● Extracted information:
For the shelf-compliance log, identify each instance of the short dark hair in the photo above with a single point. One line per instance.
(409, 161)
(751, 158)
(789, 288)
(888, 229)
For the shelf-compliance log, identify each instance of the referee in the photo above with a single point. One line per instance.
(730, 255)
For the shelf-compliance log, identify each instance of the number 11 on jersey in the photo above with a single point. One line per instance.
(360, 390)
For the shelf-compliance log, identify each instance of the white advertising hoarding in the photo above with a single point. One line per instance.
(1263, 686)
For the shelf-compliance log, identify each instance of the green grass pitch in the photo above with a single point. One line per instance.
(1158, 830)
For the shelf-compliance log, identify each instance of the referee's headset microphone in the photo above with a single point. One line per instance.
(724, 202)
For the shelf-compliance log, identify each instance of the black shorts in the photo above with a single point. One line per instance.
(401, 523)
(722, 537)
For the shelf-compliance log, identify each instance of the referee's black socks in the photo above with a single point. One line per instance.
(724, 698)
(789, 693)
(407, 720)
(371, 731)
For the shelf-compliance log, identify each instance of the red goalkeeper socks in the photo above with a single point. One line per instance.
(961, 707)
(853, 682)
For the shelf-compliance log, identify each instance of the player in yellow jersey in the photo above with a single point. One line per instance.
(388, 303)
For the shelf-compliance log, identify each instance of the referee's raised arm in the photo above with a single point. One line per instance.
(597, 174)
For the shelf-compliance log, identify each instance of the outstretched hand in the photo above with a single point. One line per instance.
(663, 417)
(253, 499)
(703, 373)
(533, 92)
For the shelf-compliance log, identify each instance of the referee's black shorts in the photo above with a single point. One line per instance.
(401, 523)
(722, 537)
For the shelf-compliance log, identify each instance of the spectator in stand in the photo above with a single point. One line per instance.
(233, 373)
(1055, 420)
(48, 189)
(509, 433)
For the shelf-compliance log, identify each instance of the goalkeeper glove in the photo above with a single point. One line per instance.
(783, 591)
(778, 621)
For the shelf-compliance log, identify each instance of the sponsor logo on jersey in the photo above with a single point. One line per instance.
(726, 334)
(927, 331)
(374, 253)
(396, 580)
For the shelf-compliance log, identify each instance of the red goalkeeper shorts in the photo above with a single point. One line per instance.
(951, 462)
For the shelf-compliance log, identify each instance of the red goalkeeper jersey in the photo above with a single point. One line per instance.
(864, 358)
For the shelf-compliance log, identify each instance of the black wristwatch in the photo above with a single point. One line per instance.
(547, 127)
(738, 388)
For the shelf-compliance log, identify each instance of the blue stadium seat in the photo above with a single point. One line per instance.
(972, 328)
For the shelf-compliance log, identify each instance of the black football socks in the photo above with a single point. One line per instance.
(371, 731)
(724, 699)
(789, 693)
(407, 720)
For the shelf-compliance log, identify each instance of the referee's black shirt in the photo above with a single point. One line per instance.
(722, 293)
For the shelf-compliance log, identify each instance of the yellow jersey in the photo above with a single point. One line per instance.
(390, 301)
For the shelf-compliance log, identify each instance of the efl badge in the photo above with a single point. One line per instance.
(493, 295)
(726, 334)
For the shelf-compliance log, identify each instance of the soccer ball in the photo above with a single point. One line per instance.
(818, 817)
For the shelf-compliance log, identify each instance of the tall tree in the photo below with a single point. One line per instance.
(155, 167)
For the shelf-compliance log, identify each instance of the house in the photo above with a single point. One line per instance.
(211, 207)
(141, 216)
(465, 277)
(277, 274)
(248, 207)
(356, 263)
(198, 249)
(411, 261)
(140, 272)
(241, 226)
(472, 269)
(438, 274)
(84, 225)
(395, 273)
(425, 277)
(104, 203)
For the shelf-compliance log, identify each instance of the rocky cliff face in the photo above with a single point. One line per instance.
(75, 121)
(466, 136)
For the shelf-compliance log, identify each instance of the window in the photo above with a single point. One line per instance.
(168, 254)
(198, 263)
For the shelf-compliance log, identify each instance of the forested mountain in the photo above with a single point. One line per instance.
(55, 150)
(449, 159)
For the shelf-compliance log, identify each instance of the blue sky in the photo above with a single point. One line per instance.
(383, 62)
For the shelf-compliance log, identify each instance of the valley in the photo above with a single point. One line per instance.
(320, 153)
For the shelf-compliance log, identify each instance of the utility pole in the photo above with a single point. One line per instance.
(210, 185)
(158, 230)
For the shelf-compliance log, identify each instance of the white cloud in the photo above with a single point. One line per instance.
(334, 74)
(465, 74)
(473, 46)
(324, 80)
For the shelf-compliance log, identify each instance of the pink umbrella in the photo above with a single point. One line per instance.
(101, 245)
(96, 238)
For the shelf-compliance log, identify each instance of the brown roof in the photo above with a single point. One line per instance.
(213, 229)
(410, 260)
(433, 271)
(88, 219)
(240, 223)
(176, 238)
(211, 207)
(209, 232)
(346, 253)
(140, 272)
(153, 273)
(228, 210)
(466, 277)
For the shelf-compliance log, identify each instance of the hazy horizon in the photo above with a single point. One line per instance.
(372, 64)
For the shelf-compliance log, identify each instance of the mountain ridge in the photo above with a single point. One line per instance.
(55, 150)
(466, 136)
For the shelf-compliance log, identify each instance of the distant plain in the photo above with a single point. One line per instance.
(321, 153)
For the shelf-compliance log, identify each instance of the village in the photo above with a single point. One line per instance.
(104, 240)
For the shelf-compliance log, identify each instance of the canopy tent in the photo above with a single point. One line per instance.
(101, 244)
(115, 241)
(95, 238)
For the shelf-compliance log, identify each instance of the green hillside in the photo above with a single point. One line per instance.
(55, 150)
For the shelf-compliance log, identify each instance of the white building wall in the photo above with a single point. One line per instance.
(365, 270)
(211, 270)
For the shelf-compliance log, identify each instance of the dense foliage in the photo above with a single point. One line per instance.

* * *

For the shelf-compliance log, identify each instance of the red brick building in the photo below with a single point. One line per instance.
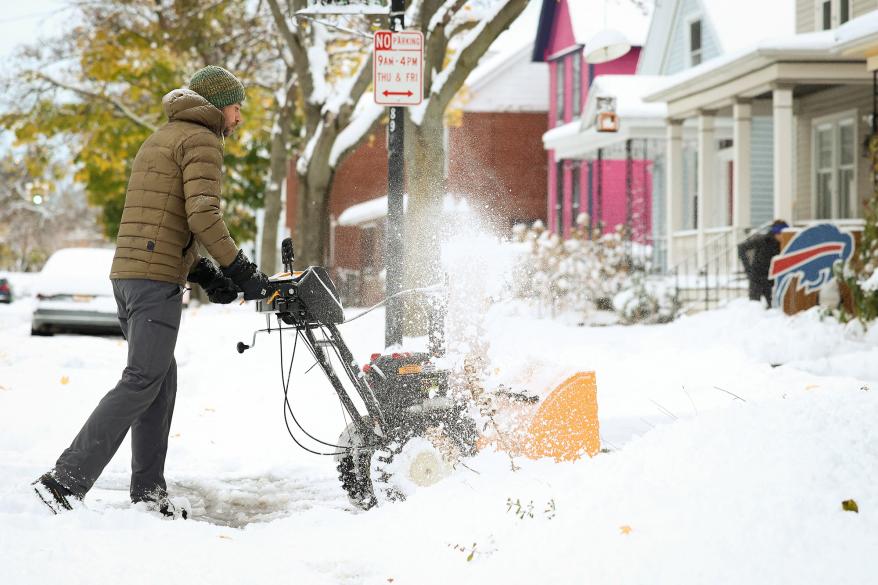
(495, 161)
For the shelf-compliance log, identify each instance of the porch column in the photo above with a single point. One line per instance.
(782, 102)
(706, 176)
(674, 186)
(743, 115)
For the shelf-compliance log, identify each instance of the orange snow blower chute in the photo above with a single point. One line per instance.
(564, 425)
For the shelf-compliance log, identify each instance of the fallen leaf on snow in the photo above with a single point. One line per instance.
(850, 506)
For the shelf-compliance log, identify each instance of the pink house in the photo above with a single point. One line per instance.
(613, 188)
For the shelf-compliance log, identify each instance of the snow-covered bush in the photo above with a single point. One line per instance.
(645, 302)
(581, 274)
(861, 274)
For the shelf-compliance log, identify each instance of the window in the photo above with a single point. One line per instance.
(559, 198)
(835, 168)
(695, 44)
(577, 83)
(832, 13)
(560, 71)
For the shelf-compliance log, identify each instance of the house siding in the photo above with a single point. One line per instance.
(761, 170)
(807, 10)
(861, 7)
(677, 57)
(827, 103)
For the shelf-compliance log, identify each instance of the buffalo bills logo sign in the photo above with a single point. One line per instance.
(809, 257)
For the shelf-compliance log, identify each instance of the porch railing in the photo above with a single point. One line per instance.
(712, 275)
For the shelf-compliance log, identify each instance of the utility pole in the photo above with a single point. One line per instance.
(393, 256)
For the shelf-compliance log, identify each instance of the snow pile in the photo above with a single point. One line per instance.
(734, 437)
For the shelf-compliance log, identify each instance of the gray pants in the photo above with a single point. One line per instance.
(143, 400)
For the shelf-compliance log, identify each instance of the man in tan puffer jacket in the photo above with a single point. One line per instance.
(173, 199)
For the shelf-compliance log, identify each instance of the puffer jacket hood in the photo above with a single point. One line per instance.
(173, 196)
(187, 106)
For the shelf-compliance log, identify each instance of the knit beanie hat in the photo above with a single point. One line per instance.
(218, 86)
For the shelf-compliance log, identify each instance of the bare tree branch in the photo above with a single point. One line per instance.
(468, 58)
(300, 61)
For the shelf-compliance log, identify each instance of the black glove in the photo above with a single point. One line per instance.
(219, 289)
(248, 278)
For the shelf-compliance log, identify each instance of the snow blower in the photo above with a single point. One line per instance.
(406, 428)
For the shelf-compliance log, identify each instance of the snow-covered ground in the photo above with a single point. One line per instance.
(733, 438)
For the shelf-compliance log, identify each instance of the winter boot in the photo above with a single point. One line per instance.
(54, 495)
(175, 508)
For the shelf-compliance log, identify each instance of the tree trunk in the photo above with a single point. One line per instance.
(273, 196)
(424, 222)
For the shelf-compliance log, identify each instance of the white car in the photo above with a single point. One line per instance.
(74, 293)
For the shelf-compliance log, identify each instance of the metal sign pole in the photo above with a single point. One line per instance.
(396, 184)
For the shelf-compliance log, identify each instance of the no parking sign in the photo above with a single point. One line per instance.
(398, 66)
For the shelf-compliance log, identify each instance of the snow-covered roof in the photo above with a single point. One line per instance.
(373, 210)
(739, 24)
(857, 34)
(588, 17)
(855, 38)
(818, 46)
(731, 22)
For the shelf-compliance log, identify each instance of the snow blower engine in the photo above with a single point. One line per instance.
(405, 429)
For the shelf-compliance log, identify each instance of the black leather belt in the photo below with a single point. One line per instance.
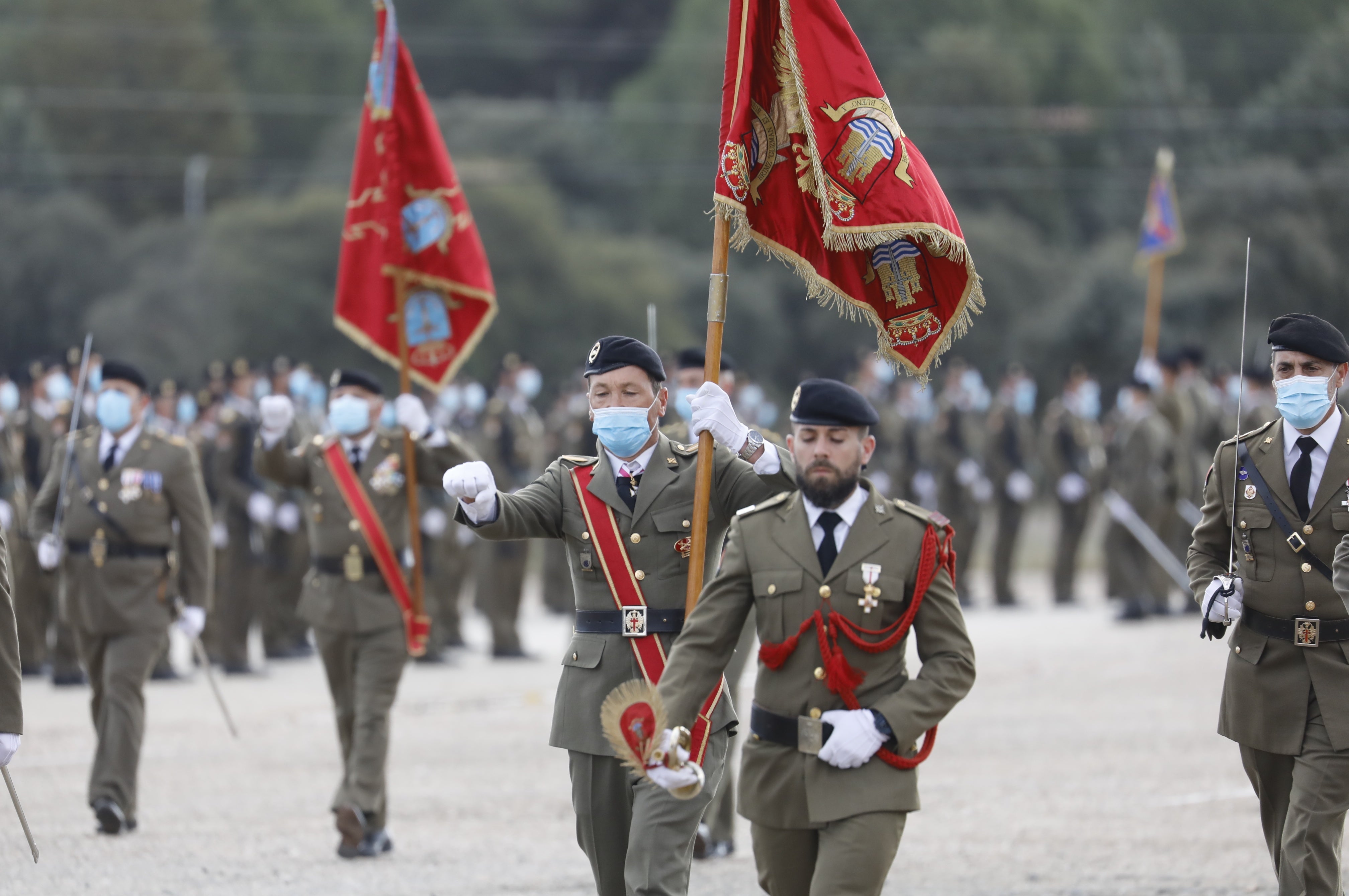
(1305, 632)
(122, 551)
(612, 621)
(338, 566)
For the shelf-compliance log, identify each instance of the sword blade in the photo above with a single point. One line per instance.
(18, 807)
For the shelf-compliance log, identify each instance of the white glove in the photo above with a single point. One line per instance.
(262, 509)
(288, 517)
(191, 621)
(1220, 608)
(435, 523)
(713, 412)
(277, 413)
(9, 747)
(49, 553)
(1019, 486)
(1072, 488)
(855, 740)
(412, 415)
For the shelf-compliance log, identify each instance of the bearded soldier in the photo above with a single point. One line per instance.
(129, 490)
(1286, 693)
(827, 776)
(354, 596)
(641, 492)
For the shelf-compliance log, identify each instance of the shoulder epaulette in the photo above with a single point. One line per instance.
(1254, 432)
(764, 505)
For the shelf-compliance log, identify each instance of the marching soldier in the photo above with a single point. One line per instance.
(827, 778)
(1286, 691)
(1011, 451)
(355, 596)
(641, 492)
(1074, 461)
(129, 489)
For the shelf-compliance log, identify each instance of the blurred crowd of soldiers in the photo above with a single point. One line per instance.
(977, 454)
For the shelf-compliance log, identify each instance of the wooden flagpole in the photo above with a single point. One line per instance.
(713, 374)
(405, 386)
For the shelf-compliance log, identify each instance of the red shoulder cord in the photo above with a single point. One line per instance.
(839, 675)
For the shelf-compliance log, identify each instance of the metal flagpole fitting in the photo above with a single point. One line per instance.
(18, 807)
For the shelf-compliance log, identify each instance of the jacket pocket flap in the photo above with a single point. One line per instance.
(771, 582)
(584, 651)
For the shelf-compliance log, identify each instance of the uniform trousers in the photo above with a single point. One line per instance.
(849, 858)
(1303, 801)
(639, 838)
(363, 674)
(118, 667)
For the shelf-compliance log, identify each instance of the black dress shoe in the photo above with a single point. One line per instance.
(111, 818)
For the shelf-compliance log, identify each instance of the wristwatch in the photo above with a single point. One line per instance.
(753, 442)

● Exercise aim:
Produce only the lines from the line containing "the green hillside" through the line containing "of the dense", inclusive of both, exactly as they stand in the entries above.

● Answer to the exercise:
For the shelf-compliance log, identify each instance of the green hillside in the photo above with a single point. One line per instance.
(55, 150)
For the shelf-compliance log, identify each instance of the white building wall in the photo above with a single point. One line per instance.
(365, 270)
(211, 270)
For the shelf-compliance log, identify each instance of the dense foliage in the photo above with a single point. One line per instance.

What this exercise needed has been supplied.